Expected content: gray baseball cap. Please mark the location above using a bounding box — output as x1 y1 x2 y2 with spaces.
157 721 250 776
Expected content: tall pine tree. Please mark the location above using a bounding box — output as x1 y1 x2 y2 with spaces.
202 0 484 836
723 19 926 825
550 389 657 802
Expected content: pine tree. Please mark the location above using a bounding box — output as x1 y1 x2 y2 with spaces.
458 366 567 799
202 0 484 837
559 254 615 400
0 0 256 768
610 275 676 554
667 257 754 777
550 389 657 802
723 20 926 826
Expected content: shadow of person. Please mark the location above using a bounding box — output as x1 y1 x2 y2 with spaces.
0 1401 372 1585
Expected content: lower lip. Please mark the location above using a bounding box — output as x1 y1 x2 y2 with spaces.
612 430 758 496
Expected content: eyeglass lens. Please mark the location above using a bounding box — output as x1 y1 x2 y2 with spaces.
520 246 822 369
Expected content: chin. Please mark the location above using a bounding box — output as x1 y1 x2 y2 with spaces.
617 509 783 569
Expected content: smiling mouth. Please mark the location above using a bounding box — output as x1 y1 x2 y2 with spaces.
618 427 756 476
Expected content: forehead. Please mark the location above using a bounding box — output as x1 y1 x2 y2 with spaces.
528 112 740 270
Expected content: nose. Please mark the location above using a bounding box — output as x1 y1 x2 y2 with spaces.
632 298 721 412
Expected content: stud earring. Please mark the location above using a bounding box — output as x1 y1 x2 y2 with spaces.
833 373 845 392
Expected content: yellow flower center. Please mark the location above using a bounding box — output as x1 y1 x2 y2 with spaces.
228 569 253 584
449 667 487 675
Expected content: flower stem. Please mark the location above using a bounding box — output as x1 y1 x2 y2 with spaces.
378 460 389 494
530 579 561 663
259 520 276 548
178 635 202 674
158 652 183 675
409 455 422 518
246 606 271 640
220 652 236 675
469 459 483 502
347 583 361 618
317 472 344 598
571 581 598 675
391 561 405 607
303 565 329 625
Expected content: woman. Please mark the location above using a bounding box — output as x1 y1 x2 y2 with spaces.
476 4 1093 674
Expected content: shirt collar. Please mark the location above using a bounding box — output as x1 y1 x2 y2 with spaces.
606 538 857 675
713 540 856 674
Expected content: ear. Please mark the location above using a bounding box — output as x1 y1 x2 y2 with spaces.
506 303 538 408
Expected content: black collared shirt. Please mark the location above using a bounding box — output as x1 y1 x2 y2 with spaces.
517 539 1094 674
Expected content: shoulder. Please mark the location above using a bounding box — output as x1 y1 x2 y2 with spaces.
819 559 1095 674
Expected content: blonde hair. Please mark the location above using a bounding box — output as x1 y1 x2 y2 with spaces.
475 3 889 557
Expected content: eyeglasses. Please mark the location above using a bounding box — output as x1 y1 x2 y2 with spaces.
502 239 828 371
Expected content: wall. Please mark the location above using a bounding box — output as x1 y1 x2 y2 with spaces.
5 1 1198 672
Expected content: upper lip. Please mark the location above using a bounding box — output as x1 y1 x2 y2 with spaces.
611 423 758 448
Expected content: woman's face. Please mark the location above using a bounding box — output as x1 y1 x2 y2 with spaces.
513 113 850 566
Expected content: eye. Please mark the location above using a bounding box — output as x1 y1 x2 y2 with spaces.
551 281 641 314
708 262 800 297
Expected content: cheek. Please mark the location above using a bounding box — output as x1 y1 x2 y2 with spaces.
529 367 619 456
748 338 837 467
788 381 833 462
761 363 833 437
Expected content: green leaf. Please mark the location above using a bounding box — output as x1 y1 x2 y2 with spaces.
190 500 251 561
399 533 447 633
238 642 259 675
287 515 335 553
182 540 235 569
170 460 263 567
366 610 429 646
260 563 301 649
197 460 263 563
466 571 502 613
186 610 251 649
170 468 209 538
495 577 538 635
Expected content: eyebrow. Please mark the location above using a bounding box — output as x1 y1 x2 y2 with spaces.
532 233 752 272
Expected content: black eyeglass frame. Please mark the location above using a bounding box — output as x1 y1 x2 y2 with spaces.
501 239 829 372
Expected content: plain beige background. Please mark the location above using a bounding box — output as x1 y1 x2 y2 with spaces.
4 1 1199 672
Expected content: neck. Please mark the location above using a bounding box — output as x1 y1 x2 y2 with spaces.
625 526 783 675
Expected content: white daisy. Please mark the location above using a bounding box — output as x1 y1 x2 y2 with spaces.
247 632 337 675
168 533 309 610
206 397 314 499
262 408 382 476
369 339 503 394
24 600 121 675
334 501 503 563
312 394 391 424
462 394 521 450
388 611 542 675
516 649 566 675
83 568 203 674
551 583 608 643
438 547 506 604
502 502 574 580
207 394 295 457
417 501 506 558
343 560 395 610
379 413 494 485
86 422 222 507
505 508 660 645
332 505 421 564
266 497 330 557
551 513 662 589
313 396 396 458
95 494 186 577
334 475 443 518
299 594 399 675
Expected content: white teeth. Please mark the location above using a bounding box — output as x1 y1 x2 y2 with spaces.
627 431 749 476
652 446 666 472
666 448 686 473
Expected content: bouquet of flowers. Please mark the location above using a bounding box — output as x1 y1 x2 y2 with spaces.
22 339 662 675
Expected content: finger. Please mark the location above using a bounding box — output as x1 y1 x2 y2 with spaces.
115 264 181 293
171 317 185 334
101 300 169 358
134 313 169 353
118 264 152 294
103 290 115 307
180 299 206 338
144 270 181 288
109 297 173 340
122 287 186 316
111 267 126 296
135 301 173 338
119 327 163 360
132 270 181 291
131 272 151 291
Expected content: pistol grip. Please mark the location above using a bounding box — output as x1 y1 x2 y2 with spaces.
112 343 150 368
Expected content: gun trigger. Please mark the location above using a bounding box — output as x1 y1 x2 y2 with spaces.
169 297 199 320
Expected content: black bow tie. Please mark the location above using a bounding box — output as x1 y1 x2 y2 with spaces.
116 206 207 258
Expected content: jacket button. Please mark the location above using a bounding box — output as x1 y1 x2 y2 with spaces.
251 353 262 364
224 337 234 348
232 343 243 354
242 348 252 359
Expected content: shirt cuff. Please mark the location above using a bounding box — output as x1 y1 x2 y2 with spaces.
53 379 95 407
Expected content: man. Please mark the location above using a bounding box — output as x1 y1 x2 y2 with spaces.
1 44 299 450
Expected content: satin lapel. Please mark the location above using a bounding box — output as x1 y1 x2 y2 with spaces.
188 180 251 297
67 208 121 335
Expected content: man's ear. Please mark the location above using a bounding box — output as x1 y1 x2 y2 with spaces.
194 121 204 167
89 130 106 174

━━━━━━

Directions: Output the listing above in full, exactly as written.

Problem solution:
Expected content: gray baseball cap. Please mark the location above using a bounding box — output as x1 y1 x2 y2 with spaces.
157 721 250 776
Expected content: tall pine tree. Please mark the location above using a bounding box — output as x1 y1 x2 y2 with spaces.
202 0 484 836
723 19 926 825
550 389 657 802
Expected content: pine tree. Please mark the location above using a bounding box — output as x1 y1 x2 y2 with spaces.
458 366 567 799
202 0 484 837
559 254 615 400
0 0 256 768
610 275 676 554
667 257 754 777
550 389 657 802
723 20 926 826
Expected content: shadow of person. Please mark the location above using a bounding box — output as x1 y1 x2 y2 with spaces.
0 1401 372 1585
Expected content: lower lip. Please mark the location above using a bounding box — output as x1 y1 x2 y2 with spaces.
612 430 758 496
Expected content: eyeglass lens. Please mark the location above using a bounding box — output as x1 y1 x2 y2 with spaces.
520 246 822 369
Expected content: chin. Please mark the location above using a bounding box — output as x1 y1 x2 y2 with spaces.
617 509 783 569
Expected content: smiling mouth. Please mark the location above using a bounding box — output as x1 y1 x2 y2 with spaces.
618 427 756 476
Expected content: forehead. Please mark the location above using a bounding box — output as x1 y1 x2 y2 with spaces.
528 112 740 270
Expected content: nose. Please mark the location above using a bounding box — output as x1 y1 x2 y2 with spaces.
632 298 721 412
Expected content: stud earring. Please mark the location above using a bounding box — output as x1 y1 x2 y2 with spaces.
833 373 845 392
Expected content: yellow flower center. Please mark the location above using a bounding box — output as x1 y1 x2 y2 with spaces.
228 569 253 584
449 667 487 675
Expected content: flower stem. Please mark the location above using a bounding box — output as x1 y1 x2 y2 with spaces.
378 460 389 494
530 579 561 663
259 520 276 548
178 635 202 674
158 652 183 675
409 455 422 518
246 606 271 640
220 652 236 675
469 459 483 502
347 583 361 618
317 472 344 598
571 581 598 675
391 561 405 607
303 565 329 625
Expected content: woman. Please mark the location above using a bounding box — output as x1 y1 x2 y2 with spaces.
476 4 1093 674
Expected content: shirt collar. Please mark the location above using a bounding box — output as x1 y1 x2 y2 with spaces.
606 538 857 675
713 540 856 674
Expected content: ear. Please mark the location above using a bounding box — output as x1 y1 x2 y2 with spaces.
506 303 538 408
Expected content: black collared shirt. Please mark the location above using a bounding box — output as x1 y1 x2 y2 with spaces.
517 539 1094 674
Expected content: shoulder. Please mark the location above using a bounding box — output as x1 y1 x2 y2 with spaces.
819 559 1095 674
Expected content: blonde hair. Please mark the location above using a bounding box — output as x1 y1 x2 y2 with spaces.
475 3 889 557
Expected content: eyeglasses. Please mark the location above using a bounding box — output as x1 y1 x2 y2 with spaces.
502 239 828 371
Expected content: wall. Please mark the location above using a bounding box — output as x1 y1 x2 y2 with spaces.
5 1 1198 672
Expected content: upper lip. Please mark the location above using a bounding box — output as x1 y1 x2 y2 with spaces.
611 423 758 448
Expected content: woman's face. Please mark the location above using a bounding box — output as x1 y1 x2 y2 with spaces.
513 113 850 566
Expected content: eye. Please mark the location above using a bounding box — output as x1 y1 x2 y2 with spaces.
551 281 641 314
708 262 800 297
Expected content: cheek. Please mark the location above using a bounding box — output as x1 y1 x2 y2 with spaces.
529 367 619 456
748 338 837 467
788 381 833 462
761 363 833 437
Expected content: green leaf. Please mark the location above using a bounding box — output as x1 y1 x2 y2 with spaces.
190 500 251 561
399 533 447 633
238 642 259 675
287 515 335 553
182 540 235 569
170 460 263 567
366 610 429 646
260 563 301 649
197 460 263 563
466 571 502 613
186 610 251 649
170 468 209 538
495 577 538 635
Expected content: eyebrow. Please mark the location above using a bounding box — output as x1 y1 x2 y2 with spaces.
532 233 752 272
Expected content: black eyeglass frame. Please mark the location above using a bounding box — output as x1 y1 x2 y2 with spaces.
501 239 829 372
Expected content: plain beige background. Please mark the location above using a bounding box — output as x1 y1 x2 y2 with spaces.
4 1 1199 672
Expected content: neck. Please mark the location above using a bounding box — output as x1 y1 x2 y2 with spaces.
625 526 783 675
Expected content: white daisy. Please mark the location above using a bounding box — output as x1 y1 x2 y2 with spaces.
247 632 337 675
168 533 309 610
206 397 314 499
262 408 382 476
369 339 503 394
24 600 121 675
334 501 503 563
312 394 391 424
462 394 521 450
388 611 542 675
516 649 566 675
83 568 203 674
551 583 608 643
438 547 506 604
502 502 574 580
207 394 295 457
417 501 506 558
343 560 395 610
379 413 494 485
86 422 222 507
505 508 660 645
332 505 421 564
266 497 330 557
551 513 662 589
313 396 396 458
95 494 186 577
334 475 443 518
299 594 399 675
Expected content: white teeth. Please mark the location above using a bounding box — output as x1 y1 x2 y2 with spaces.
627 431 749 476
652 446 666 472
666 448 686 473
Expected content: bouquet of flowers. Please mark the location above using a bounding box — output as x1 y1 x2 y2 with spaces.
22 339 662 675
Expected content: finger. Please mark the location above using a bounding box — output as x1 y1 x2 y2 with spaces.
115 264 181 293
171 317 185 334
101 300 169 358
134 313 169 353
118 264 152 294
103 290 115 307
180 299 206 338
144 270 181 288
109 297 173 340
122 287 186 316
111 267 126 296
135 301 173 338
119 327 163 360
132 270 181 291
131 272 151 291
Expected content: pistol grip. Please mark the location above using a bounding box — output as x1 y1 x2 y2 with spaces.
112 343 150 368
Expected content: gun trigger. Please mark the location above using a bounding box — output as x1 y1 x2 y2 with spaces.
169 297 199 320
Expected content: black bow tie. Please mark the location above using a bounding box — output as x1 y1 x2 y2 with spaces.
116 206 207 258
Expected content: jacket button. Please mark the location above using a bounding box — output as x1 y1 x2 y2 with spaces.
251 353 262 364
224 337 234 348
232 343 243 354
242 348 252 359
Expected content: shirt cuff. Please mark the location above using a bounding box — output as x1 y1 x2 y2 with spaces.
53 379 95 407
Expected content: man. Please mark the location above using a bounding box — output as x1 y1 x2 y2 with spaces.
1 44 299 450
Expected content: satin lapel. Please mark the location above using a bounding box — output as x1 y1 x2 y2 with spaces.
188 180 251 297
67 208 121 335
Expected content: man's ear. Please mark the location above using a bounding box — output as x1 y1 x2 y2 with spaces.
194 121 204 167
89 130 106 174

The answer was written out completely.